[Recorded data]
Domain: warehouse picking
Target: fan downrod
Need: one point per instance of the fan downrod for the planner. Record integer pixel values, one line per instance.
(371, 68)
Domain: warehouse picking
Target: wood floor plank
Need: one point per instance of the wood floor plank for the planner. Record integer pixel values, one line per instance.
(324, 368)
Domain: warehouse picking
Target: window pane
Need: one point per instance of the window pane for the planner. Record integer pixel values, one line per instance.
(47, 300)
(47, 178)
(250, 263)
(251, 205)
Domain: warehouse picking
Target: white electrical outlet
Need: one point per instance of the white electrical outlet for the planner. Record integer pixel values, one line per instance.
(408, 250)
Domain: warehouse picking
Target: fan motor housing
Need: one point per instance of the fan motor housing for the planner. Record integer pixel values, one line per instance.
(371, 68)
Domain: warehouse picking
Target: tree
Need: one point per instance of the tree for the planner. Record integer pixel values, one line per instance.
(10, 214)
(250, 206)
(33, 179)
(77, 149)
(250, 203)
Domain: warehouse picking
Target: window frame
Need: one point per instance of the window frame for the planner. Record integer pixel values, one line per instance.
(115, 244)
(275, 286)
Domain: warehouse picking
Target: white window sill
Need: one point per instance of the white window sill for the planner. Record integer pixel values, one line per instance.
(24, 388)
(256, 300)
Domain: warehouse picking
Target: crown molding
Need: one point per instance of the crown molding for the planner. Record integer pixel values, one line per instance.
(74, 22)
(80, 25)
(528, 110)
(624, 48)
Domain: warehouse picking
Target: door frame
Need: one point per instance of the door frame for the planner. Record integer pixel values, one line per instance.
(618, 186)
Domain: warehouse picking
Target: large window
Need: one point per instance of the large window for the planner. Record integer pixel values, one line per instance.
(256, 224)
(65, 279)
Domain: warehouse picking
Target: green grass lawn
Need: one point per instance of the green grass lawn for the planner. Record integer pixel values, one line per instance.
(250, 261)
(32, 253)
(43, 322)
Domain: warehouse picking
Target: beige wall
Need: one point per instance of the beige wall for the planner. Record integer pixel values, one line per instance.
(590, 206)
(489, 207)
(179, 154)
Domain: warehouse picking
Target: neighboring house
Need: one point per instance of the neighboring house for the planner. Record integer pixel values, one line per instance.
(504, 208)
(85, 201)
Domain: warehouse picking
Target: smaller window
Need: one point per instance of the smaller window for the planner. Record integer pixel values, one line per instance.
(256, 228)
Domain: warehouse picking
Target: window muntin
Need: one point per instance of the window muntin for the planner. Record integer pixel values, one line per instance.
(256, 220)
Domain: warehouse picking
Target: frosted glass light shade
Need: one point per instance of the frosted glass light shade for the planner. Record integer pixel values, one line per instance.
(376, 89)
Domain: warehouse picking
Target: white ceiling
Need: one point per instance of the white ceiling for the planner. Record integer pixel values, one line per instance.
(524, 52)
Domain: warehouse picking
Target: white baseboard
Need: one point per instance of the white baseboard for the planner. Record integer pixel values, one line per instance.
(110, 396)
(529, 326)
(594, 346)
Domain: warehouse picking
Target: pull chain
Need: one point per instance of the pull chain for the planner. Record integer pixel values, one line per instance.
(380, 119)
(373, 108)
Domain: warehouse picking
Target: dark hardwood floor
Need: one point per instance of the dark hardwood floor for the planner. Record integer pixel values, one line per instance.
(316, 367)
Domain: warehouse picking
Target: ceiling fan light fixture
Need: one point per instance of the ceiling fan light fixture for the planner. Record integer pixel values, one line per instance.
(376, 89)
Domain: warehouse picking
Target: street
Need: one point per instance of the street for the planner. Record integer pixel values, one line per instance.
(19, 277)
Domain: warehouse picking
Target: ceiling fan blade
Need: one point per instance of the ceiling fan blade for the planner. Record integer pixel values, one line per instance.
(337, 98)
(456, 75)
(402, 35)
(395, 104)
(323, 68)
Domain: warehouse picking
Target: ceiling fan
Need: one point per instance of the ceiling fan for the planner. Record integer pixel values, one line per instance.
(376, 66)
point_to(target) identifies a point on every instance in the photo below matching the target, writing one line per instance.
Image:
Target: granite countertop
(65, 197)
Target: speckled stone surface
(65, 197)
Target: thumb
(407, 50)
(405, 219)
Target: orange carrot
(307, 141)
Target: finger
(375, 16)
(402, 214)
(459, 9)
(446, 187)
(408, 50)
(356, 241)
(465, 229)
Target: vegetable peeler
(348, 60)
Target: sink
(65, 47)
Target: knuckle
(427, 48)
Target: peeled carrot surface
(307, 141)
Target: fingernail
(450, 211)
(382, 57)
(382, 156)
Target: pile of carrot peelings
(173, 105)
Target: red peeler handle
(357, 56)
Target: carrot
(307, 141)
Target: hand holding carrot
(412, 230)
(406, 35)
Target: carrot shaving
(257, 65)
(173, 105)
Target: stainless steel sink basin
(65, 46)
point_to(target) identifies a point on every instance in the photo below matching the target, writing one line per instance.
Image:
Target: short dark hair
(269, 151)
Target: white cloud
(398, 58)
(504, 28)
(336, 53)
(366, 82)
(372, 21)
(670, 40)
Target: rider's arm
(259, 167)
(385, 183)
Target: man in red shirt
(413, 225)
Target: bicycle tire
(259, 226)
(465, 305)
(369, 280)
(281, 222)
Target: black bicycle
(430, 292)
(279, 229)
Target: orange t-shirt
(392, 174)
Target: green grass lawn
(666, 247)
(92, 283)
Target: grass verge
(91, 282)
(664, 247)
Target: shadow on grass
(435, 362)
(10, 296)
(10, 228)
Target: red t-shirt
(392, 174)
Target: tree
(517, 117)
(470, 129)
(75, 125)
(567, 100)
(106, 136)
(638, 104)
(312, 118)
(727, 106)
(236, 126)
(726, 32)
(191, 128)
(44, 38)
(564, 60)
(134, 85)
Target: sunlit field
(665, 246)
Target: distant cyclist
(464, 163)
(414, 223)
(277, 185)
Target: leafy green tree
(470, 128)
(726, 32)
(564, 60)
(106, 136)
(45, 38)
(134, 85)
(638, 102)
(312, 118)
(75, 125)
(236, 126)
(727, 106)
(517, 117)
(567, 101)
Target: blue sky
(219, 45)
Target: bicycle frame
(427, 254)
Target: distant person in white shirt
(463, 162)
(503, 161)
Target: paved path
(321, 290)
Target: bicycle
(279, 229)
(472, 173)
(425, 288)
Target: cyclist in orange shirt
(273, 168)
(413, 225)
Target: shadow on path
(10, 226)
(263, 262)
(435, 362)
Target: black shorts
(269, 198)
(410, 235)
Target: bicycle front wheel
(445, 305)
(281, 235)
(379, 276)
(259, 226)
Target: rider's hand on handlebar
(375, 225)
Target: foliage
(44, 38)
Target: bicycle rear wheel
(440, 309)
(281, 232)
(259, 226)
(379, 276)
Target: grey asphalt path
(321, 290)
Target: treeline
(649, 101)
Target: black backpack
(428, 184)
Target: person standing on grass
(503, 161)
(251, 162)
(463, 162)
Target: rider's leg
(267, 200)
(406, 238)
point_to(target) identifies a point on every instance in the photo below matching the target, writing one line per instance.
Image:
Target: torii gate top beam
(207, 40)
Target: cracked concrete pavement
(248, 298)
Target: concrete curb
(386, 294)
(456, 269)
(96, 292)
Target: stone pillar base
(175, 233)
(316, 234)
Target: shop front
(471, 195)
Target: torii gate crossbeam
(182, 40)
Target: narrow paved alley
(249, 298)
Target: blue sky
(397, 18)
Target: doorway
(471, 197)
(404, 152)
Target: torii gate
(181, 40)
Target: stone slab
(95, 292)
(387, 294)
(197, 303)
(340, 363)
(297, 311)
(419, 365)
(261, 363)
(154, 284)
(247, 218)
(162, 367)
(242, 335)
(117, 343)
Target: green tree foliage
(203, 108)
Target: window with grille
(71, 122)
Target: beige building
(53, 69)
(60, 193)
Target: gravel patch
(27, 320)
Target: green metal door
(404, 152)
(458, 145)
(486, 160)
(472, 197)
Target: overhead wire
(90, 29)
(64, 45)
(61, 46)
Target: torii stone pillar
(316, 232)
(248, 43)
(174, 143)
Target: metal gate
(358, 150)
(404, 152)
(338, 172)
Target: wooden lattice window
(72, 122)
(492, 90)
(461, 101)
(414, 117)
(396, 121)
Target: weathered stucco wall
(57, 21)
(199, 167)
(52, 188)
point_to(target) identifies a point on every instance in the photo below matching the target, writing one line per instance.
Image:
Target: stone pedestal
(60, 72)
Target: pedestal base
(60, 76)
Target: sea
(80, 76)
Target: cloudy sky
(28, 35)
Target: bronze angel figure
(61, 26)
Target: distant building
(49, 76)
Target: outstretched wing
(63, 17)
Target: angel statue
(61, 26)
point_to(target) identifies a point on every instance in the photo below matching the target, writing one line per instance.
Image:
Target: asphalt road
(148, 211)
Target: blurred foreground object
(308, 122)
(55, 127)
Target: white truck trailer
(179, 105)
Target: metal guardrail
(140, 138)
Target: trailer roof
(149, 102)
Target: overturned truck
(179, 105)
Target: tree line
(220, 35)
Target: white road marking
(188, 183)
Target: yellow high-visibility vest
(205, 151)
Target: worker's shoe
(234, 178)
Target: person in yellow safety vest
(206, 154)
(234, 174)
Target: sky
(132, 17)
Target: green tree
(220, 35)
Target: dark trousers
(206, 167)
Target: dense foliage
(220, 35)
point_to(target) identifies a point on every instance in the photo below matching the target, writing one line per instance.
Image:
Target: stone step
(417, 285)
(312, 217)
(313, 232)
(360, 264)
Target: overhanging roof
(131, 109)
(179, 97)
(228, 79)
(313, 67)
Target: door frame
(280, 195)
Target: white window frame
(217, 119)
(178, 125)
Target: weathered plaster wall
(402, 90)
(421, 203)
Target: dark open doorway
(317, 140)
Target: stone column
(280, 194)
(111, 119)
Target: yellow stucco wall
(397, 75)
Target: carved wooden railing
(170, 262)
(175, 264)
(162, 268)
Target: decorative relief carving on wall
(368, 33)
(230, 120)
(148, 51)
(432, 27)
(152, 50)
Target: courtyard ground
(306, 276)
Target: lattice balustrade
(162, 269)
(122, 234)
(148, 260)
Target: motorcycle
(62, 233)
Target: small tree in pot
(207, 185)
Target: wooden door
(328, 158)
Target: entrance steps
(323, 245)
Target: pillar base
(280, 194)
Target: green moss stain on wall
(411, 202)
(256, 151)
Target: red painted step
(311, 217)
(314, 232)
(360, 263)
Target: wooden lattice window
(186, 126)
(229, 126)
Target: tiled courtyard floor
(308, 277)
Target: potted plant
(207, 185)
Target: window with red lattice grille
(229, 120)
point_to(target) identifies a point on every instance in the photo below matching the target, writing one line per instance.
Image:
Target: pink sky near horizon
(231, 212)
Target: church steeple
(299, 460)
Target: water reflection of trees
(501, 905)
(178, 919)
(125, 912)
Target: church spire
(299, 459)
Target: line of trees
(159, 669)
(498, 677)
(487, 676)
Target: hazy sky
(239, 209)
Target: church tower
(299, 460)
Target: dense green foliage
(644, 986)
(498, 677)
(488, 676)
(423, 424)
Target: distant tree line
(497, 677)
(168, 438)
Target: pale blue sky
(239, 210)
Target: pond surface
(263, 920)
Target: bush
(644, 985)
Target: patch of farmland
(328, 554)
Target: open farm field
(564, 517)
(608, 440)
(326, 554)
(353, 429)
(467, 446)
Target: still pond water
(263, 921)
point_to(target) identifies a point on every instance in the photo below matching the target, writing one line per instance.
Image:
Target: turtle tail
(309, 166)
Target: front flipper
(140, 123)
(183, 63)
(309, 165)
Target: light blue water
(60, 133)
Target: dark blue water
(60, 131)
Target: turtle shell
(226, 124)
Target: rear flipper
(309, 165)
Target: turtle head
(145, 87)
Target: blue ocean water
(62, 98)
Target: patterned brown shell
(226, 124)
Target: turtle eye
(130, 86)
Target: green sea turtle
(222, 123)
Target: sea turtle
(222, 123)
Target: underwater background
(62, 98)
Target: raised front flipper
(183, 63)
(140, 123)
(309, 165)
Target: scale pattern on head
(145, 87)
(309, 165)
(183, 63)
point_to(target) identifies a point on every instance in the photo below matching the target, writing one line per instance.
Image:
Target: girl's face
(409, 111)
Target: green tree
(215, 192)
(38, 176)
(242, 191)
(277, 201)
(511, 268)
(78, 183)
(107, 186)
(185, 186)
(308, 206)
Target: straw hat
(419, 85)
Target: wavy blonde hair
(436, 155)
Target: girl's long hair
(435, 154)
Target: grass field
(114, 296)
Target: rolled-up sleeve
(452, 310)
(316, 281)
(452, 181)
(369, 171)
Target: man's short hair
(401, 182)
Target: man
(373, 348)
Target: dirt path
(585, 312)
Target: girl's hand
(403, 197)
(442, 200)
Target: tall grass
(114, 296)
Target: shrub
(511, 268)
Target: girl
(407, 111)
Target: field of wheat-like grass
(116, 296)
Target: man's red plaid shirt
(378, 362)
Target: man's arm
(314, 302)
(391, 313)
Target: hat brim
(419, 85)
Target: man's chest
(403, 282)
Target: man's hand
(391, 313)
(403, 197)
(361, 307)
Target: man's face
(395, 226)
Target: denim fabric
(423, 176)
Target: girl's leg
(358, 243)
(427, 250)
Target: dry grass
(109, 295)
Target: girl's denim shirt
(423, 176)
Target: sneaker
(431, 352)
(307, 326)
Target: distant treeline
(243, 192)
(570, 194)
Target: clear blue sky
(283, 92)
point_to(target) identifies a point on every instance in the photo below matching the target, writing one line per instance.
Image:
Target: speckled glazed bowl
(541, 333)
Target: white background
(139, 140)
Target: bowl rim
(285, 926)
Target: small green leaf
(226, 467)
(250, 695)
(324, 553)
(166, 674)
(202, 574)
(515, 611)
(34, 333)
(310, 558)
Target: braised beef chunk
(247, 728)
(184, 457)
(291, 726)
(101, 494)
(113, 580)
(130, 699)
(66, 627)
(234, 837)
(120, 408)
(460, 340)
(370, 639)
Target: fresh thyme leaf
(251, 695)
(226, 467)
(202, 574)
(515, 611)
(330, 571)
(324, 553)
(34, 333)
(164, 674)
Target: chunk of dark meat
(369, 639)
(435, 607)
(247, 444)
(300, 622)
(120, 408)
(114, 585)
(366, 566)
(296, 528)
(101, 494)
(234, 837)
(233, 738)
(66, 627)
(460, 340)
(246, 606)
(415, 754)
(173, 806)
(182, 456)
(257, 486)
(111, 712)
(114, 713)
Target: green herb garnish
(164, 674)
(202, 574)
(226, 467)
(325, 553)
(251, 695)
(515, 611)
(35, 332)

== EXERCISE OBJECTIVE ==
Nothing but the lines from the one with "Target: straw hat" through the last line should be repeated, each exactly as it stands.

== SOLUTION FOR THIS PROBLEM ==
Target: straw hat
(419, 85)
Target: wavy blonde hair
(436, 155)
Target: girl's long hair
(435, 154)
Target: grass field
(114, 296)
Target: rolled-up sleeve
(452, 310)
(316, 281)
(452, 181)
(369, 171)
Target: man's short hair
(401, 182)
Target: man
(373, 348)
Target: dirt path
(585, 312)
Target: girl's hand
(403, 197)
(442, 200)
Target: tall grass
(114, 296)
Target: shrub
(511, 268)
Target: girl
(407, 111)
Target: field of wheat-like grass
(116, 296)
Target: man's red plaid shirt
(378, 362)
Target: man's arm
(314, 302)
(391, 313)
Target: hat brim
(419, 85)
Target: man's chest
(403, 282)
Target: man's hand
(391, 313)
(403, 197)
(361, 307)
Target: man's face
(395, 226)
Target: denim fabric
(423, 176)
Target: girl's leg
(358, 243)
(427, 250)
Target: dry grass
(109, 295)
Target: girl's denim shirt
(423, 176)
Target: sneaker
(431, 352)
(307, 326)
Target: distant treeline
(243, 192)
(570, 194)
Target: clear blue sky
(283, 92)
point_to(target) identifies a point on every instance in the photo below matching the target, writing one line per instance.
Image:
Target: speckled glazed bowl
(541, 333)
Target: white background
(139, 140)
Target: bowl rim
(285, 926)
Target: small green leaf
(226, 467)
(250, 695)
(324, 553)
(166, 674)
(202, 574)
(515, 611)
(34, 333)
(310, 558)
Target: braised beef chunk
(247, 728)
(184, 457)
(291, 726)
(101, 494)
(113, 580)
(130, 699)
(66, 627)
(234, 837)
(120, 408)
(460, 340)
(370, 639)
Target: fresh thyme leaf
(251, 695)
(226, 467)
(202, 574)
(515, 611)
(330, 571)
(324, 553)
(34, 333)
(164, 674)
Target: chunk of dark meat
(369, 639)
(435, 607)
(247, 444)
(300, 622)
(120, 408)
(114, 585)
(366, 566)
(296, 528)
(101, 494)
(234, 837)
(233, 738)
(66, 627)
(460, 340)
(246, 606)
(415, 754)
(173, 806)
(182, 456)
(257, 486)
(111, 712)
(114, 713)
Target: green herb garnish
(164, 674)
(202, 574)
(226, 467)
(325, 553)
(251, 695)
(515, 611)
(35, 332)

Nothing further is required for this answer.